───── Exercise materials ─────

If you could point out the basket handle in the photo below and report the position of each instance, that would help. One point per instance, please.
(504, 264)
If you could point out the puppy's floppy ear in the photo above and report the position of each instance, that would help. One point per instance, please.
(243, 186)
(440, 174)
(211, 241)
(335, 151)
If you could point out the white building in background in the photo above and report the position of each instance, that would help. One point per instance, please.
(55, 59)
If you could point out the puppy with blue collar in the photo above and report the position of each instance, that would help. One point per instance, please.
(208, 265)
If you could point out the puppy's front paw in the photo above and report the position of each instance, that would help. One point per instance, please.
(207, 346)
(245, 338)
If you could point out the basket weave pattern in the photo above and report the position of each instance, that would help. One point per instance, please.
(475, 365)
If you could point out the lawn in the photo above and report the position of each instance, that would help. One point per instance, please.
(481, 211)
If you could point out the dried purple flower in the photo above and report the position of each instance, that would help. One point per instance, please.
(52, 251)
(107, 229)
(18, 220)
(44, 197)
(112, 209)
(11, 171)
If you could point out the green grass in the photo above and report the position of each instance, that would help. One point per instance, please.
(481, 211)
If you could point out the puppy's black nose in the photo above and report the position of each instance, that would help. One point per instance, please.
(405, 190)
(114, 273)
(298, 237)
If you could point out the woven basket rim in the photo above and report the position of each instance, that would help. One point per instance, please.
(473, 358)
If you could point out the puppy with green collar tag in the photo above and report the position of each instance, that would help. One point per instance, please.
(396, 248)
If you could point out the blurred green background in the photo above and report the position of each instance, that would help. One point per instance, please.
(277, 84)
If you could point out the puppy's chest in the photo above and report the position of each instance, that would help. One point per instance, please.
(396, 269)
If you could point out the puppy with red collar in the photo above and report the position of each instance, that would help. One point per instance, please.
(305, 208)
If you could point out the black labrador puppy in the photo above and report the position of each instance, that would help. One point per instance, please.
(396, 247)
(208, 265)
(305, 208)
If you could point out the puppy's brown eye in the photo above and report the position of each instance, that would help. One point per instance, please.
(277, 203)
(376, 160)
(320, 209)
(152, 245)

─────

_What the task requires_: Rewrite the records above, replacing every "puppy" with "dog" and leaving everything else as it is.

_Finished task_:
If you could point out the basket handle in the photo below and report the position of each instance, that would help. One point per instance, please.
(504, 264)
If you could point out the dog's floppy ear in the photo above and report the position of each instance, that would help. One point per instance, please.
(243, 186)
(440, 174)
(211, 241)
(335, 151)
If you could point out the white building in background in the photo above and report the position of each instance, that would help. One point per instance, please.
(55, 59)
If you could point out the dog with blue collar in the photo above and report the position of each instance, that would help. One point per instance, please.
(208, 265)
If you could point out the dog's front paw in the photo above and report the position of each instance, that would help. One point per instance, please.
(207, 346)
(245, 338)
If you could point out the basket weave pattern in the photo above and report the position of each instance, that would help. One point per instance, please.
(475, 365)
If you could point out the lawn in the photo above and report the position of each instance, that would help. One point per instance, please.
(481, 211)
If you could point out the dried purple flower in the photo above and report the position of each instance, that would help. One point per instance, please.
(52, 251)
(107, 229)
(18, 220)
(44, 197)
(112, 209)
(11, 171)
If you could point out the green grass in the photo above and report the position of each instance, that would help. One point per instance, please.
(481, 211)
If you could point out the dog's black nose in the photo above and report the position of each instance, that would help. One point per instance, please.
(405, 190)
(114, 273)
(298, 237)
If you could point out the woven basket rim in the photo above and report the position of each instance, that would help. One point per instance, please.
(473, 358)
If you could point out the dog with green collar tag in the photo above and report the position of each instance, that would help. One point per instance, please.
(396, 248)
If you could point out the blurred green background in the photo above and report the position of each instance, that would help. One point per instance, please.
(277, 84)
If you could point out the dog's chest in the photo above and report the position of each instance, that would help. One point per instance, please.
(396, 269)
If you could point out the dog with red collar in the photo above and report the position of each instance, that would help. One point per instance, please.
(305, 208)
If you could point out the black labrador dog in the photo above and report the position of each instance, that would help. One point per instance, please.
(396, 247)
(208, 265)
(305, 208)
If you could point out the dog's brown eye in the photo above and report the position of each instance, that would help. One point per instance, please.
(277, 203)
(376, 160)
(320, 209)
(152, 245)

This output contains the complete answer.